- [Text block]
>>>

First of all, you will need to set maven and java home variables in your .bashrc file. You can set them for example as follows
# Verify the used paths on your own
export M2_HOME=/opt/sw/maven2
export M2=$M2_HOME/bin
export PATH=$M2:$PATH
export JAVA_HOME=/usr/lib/jvm/java
export PATH=$JAVA_HOME/bin:$PATH
For the variables to take effect you have to logout and login again.
Secondly, one has to download pixi through git clone git://github.com/openpixi/openpixi.git
and compile it in the command line.
Finally, to run the application on the VSC cluster you have to first start the ipl-server
script and afterwards run
vsc-run <numOfHosts> <numOfProcesses>
from openpixi/pixi
directory where
-
numOfHosts
is the number of computers you would like to use -
numOfProcesses
is the number of processes you would like to start on each node
Following the restrictions at the beginning the numOfHosts * numOfProcesses
has to be power of two.
For example, running vsc-run 2 4
would start 8 pixi processes, 4 on each of the 2 host computers.
The results are collected in files named out.JOB_ID.HOSTNAME.PROCESS
where
-
JOB_ID
is id of our job assigned to us by VSC -
HOSTNAME
is the name of the computer on which the calculation took place -
PROCESS
distinguishes among the multiple processes we started at one computer
If you want to run OpenPixi on a different cluster than VSC 1, you most probably need to slightly modify the variables used in scripts vsc-run
and vsc-distribute
to match the set up of the cluster in question (this also applies when you are only changing to VSC 2).

<<<

- [Material supplied]
>>>

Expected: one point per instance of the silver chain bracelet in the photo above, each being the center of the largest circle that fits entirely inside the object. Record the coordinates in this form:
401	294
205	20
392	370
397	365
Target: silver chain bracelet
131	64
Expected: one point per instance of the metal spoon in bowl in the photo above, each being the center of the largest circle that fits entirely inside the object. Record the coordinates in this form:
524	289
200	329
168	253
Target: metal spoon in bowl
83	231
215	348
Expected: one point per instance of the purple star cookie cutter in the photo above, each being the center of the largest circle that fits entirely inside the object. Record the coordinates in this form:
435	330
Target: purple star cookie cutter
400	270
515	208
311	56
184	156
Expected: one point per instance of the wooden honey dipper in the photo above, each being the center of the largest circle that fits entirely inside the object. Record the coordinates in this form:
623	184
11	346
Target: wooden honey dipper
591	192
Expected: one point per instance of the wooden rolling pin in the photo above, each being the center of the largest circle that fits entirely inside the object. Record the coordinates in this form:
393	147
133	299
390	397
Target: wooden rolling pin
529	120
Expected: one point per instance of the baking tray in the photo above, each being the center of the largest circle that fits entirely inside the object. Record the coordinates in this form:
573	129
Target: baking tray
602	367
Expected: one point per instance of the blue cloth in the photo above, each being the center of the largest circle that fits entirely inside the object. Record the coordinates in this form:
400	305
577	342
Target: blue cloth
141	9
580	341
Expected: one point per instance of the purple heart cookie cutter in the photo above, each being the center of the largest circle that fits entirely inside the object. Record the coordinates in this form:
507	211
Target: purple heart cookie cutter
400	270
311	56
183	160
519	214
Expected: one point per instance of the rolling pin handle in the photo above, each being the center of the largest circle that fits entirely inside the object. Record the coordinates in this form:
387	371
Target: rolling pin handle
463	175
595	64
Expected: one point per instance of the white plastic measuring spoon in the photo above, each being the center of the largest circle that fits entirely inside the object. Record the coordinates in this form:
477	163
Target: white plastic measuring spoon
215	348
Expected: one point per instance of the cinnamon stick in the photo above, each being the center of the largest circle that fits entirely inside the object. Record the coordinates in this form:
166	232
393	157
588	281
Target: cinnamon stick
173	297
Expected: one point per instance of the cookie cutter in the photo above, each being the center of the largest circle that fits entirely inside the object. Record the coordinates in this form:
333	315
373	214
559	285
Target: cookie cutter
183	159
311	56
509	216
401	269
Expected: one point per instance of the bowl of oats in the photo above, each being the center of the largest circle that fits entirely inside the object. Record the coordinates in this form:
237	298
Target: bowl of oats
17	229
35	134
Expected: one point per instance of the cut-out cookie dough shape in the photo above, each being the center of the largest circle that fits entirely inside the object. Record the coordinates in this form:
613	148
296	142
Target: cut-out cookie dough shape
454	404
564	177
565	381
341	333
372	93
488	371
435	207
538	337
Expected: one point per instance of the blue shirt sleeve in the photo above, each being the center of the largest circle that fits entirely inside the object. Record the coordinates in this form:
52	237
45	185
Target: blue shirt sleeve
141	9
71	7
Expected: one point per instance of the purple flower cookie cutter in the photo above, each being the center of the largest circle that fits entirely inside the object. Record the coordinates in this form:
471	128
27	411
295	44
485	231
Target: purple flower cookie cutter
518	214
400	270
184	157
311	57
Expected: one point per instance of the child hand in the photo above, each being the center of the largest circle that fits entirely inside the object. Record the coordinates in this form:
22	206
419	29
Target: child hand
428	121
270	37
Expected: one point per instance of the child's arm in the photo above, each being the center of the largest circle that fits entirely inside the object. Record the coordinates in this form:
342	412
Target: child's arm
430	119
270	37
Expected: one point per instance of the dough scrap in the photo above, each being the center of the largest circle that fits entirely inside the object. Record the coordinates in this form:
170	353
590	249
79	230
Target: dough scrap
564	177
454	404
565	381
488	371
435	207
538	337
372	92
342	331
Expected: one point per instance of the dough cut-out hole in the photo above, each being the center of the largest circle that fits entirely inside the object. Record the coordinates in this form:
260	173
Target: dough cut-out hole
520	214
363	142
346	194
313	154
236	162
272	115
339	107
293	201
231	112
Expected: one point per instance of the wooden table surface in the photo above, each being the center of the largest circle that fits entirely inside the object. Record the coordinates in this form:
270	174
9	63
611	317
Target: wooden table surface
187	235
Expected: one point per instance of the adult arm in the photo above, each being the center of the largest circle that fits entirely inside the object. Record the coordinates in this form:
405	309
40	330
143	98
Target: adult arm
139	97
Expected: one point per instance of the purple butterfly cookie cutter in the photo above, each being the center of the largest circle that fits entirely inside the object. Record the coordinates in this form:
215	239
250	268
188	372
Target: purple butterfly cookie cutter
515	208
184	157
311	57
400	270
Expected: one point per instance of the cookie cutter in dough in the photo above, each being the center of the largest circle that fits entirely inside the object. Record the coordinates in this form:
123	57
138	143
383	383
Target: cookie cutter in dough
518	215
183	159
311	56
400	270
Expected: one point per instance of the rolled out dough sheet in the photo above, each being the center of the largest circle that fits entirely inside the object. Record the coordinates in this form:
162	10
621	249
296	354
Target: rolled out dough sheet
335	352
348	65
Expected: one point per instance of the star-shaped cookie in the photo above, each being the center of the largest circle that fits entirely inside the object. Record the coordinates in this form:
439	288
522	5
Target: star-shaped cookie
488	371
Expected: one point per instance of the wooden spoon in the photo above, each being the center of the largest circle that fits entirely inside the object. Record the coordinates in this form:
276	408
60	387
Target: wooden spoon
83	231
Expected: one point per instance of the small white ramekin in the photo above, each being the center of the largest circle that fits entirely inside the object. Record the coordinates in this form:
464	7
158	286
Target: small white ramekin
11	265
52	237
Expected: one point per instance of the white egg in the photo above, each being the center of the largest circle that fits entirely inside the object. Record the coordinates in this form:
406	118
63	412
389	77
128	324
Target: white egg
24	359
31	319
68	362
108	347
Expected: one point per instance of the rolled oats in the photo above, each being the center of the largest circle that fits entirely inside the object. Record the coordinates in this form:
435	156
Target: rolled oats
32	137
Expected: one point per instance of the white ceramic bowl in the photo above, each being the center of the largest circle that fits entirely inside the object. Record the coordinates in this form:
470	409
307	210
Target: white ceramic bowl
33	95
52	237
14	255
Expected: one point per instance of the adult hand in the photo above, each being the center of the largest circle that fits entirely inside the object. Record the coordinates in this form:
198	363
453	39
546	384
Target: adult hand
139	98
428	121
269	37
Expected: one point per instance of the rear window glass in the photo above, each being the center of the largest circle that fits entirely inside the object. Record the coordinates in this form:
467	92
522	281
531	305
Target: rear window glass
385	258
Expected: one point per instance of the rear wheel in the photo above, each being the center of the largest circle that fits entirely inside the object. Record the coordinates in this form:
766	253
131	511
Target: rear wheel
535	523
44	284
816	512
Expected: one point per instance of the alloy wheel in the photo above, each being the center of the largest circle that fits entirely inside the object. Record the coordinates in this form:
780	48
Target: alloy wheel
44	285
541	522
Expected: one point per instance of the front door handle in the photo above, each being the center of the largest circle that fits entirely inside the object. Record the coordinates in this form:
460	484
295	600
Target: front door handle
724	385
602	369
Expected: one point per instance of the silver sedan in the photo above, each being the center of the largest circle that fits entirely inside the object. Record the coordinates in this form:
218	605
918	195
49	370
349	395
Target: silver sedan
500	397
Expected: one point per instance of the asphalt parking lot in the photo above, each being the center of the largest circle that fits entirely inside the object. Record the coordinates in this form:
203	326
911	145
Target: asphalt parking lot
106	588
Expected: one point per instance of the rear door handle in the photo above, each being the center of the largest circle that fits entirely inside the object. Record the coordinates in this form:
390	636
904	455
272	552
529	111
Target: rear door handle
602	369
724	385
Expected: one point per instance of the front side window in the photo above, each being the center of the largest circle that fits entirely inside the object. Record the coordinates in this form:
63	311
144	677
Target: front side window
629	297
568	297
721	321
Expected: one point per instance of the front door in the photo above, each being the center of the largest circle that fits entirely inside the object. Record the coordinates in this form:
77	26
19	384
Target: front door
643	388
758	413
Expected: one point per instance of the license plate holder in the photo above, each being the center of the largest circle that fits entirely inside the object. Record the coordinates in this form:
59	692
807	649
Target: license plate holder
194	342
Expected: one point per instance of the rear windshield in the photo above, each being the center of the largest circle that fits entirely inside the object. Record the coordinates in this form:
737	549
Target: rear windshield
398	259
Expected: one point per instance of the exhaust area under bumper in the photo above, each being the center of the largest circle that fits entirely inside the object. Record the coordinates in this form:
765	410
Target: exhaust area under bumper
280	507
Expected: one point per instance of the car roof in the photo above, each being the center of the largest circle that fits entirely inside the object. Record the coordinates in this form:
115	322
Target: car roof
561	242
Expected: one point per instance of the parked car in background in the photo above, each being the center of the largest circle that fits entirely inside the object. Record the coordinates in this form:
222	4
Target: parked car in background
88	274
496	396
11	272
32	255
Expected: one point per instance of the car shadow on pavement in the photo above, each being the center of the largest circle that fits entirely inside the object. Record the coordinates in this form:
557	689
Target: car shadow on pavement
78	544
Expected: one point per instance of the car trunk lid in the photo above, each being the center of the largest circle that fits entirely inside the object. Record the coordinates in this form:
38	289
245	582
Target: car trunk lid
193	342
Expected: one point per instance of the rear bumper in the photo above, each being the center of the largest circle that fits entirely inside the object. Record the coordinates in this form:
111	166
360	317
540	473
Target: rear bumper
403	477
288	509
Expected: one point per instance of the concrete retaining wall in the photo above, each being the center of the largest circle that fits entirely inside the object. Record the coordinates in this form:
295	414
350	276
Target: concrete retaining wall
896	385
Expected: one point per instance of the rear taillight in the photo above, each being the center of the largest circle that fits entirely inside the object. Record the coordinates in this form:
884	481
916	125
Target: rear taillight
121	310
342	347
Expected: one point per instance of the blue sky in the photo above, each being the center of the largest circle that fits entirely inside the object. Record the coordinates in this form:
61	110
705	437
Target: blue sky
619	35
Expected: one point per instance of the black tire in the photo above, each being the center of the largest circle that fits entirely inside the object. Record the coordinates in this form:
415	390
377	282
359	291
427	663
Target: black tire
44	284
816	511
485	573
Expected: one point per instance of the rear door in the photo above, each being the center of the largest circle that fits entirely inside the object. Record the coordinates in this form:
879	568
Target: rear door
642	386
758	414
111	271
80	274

<<<

- [Task list]
1) Which environment variables does the .bashrc example in the OpenPixi setup text export? Name each one once.
2) Write the next part of the OpenPixi cluster setup text, picking up right after its final sentence.
The records can be ignored here.

- [Per-task outputs]
1) M2_HOME, M2, PATH, JAVA_HOME

2)
All the tests of the distributed simulation compare the results with the non distributed simulation. There are two possible ways how to run the tests
-
Run the class
org.openpixi.pixi.distributed.TrueDistSimTest -numOfNodes NUMBER -iplServer SERVER
fromNUMBER
of terminals or from VSC by modifying the main class inrun
script. (You also have to start the ipl server.) -
Run the class
org.openpixi.pixi.distributed.ComplexDistSimTest
without any parameters which will run the distributed simulation utilizing threads. The advantage of this test is that you can run it comfortably from your IDE. (You are not expected to start the ipl server, it will be started automatically by the test.)
The above tests test the distributed version under various different settings. If you would like to test the application under your specific settings, you can modify the settings specified in class org.openpixi.pixi.distributed.ComplexDistSimTest
and afterwards run it.
You can profile (collect time measurements) of the distributed version similarly as in the non distributed version. The only difference is that at the end of the simulation you get the measurements from class DistributedProfileInfo
which adds times specific for the distributed version such as network waiting times. The measurements are automatically displayed if you run the class MainProfile
.
Similarly, as with the non distributed version you can get useful particle movement information by compiling the application with "aspectj-debug" profile. The distributed version adds information about particles which are exchanged among neighboring nodes.